Work to be completed: Which lines of the material below contain the word "woman"? Return each such line, and treat uppercase and lowercase as different.

Records:
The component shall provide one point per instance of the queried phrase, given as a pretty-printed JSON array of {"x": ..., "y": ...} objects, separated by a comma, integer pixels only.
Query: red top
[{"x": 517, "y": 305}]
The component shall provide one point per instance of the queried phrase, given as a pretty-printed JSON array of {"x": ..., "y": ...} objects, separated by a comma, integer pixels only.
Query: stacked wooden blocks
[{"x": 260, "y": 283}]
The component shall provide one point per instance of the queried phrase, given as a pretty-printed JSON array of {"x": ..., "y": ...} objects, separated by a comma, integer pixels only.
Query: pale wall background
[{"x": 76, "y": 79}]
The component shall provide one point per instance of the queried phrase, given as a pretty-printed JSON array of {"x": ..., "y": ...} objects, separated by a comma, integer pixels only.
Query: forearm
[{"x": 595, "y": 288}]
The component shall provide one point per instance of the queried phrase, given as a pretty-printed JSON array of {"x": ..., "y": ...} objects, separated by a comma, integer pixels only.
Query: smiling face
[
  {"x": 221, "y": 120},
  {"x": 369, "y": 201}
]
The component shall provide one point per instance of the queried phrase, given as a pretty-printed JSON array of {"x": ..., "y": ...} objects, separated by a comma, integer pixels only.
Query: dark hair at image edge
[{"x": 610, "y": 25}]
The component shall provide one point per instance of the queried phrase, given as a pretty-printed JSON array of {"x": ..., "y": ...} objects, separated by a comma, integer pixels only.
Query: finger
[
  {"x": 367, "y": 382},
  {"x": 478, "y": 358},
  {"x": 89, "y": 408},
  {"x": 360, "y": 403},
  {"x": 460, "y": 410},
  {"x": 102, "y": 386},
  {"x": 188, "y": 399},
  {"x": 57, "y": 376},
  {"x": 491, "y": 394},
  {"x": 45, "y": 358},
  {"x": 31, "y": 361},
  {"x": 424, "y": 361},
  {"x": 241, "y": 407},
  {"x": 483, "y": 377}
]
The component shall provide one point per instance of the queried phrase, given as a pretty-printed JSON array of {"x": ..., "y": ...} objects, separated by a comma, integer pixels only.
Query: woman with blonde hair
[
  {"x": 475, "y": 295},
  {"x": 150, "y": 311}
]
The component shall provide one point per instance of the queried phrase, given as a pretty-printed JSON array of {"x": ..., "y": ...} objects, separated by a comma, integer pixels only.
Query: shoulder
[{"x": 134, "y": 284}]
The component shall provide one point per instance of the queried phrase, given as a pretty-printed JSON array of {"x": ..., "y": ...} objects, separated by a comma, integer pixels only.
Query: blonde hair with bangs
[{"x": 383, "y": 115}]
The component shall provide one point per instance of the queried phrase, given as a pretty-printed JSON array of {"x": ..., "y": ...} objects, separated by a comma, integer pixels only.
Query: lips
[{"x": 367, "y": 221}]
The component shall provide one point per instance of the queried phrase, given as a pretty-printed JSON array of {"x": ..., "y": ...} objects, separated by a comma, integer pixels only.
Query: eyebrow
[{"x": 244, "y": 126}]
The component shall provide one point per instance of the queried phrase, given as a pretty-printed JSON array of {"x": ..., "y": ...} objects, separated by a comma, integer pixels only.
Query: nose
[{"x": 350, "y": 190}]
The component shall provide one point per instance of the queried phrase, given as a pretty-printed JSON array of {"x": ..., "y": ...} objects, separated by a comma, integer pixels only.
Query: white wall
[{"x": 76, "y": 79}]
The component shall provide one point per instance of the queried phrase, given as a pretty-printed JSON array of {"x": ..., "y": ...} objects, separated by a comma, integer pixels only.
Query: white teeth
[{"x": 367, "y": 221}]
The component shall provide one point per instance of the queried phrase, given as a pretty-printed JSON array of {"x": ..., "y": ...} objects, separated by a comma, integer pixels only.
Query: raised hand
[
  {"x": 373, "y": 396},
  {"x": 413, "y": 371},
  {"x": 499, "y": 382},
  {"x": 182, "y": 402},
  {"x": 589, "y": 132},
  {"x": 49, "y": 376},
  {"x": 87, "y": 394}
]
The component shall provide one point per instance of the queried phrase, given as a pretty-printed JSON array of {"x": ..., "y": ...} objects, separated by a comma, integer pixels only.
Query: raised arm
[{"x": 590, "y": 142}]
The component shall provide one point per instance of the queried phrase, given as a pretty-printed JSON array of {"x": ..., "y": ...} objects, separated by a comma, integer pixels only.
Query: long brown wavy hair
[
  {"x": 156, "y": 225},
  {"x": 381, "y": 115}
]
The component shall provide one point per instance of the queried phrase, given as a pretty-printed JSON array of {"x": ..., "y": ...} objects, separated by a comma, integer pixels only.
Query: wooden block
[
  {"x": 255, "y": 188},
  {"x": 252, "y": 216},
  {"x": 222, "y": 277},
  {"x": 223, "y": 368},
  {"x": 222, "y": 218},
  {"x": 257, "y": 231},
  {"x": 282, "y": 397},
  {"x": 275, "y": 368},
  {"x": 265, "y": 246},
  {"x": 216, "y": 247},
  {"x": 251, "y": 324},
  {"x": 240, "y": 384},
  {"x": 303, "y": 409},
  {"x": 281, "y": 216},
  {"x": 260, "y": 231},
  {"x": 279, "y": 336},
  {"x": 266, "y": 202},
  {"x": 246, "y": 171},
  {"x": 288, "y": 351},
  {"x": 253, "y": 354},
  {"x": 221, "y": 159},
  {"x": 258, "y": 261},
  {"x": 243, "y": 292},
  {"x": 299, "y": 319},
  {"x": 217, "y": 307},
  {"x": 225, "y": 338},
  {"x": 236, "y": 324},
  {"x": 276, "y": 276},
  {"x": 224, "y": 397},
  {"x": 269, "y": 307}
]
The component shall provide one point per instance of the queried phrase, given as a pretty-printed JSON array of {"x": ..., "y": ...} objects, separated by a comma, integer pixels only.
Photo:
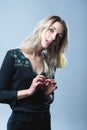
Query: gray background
[{"x": 17, "y": 20}]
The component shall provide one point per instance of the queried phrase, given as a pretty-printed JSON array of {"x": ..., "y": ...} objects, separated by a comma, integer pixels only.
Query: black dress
[{"x": 30, "y": 113}]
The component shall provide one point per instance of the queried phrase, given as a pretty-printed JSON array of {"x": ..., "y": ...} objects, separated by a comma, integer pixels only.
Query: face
[{"x": 50, "y": 34}]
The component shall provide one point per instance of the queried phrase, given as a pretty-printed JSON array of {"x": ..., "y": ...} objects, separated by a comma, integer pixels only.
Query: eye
[
  {"x": 59, "y": 36},
  {"x": 51, "y": 30}
]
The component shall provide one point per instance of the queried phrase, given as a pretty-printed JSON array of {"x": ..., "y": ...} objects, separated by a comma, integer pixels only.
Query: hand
[
  {"x": 36, "y": 83},
  {"x": 49, "y": 86}
]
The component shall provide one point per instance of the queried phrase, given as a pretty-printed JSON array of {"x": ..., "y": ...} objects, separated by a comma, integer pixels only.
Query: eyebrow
[
  {"x": 53, "y": 27},
  {"x": 56, "y": 29}
]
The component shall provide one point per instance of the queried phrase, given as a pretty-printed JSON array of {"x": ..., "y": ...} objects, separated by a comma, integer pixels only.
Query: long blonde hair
[{"x": 53, "y": 55}]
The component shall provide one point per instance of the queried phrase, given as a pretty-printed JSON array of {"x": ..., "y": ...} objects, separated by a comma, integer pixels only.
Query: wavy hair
[{"x": 54, "y": 55}]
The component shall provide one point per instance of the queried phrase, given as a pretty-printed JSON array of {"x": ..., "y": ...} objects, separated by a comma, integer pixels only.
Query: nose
[{"x": 53, "y": 36}]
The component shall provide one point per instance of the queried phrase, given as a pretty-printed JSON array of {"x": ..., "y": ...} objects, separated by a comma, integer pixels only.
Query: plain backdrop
[{"x": 17, "y": 20}]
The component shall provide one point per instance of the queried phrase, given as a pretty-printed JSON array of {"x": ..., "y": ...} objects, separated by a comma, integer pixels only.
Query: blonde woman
[{"x": 27, "y": 75}]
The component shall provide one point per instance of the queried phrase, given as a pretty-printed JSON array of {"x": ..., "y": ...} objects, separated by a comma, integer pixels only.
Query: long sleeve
[{"x": 6, "y": 72}]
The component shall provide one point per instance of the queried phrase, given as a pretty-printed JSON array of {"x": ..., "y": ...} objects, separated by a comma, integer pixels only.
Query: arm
[{"x": 6, "y": 73}]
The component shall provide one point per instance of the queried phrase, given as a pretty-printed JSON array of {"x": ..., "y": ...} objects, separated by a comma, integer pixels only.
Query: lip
[{"x": 48, "y": 42}]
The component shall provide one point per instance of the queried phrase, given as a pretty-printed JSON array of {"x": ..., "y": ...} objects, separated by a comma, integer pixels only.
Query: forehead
[{"x": 58, "y": 27}]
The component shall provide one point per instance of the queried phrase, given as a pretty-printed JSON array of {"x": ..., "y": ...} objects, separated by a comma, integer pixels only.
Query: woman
[{"x": 27, "y": 75}]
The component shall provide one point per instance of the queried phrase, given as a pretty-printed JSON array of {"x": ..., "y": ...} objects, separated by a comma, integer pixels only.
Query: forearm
[{"x": 23, "y": 93}]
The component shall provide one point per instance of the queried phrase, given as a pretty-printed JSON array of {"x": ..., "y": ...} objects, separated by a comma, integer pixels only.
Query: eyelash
[{"x": 51, "y": 30}]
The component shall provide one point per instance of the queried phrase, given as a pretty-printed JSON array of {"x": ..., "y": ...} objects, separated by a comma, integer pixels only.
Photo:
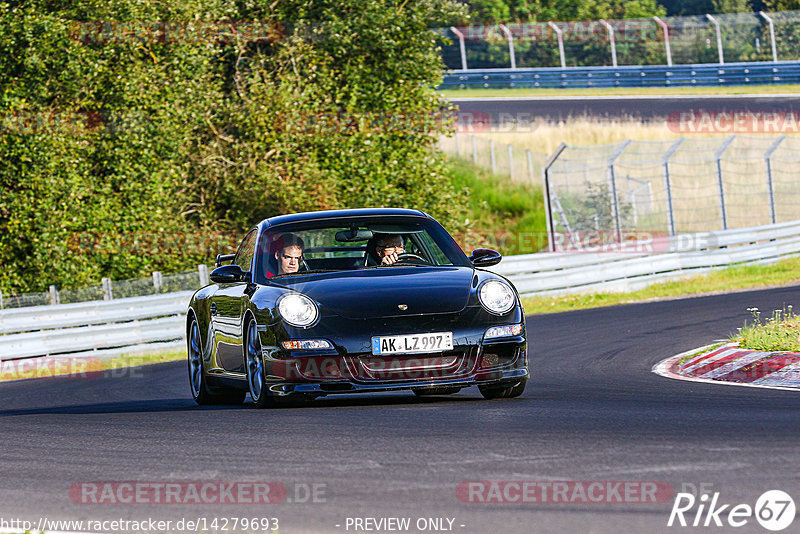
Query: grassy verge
[
  {"x": 780, "y": 332},
  {"x": 503, "y": 215},
  {"x": 733, "y": 278},
  {"x": 623, "y": 91},
  {"x": 83, "y": 366}
]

Solution for this problem:
Query: woman with blonde hair
Query: blonde woman
Query: woman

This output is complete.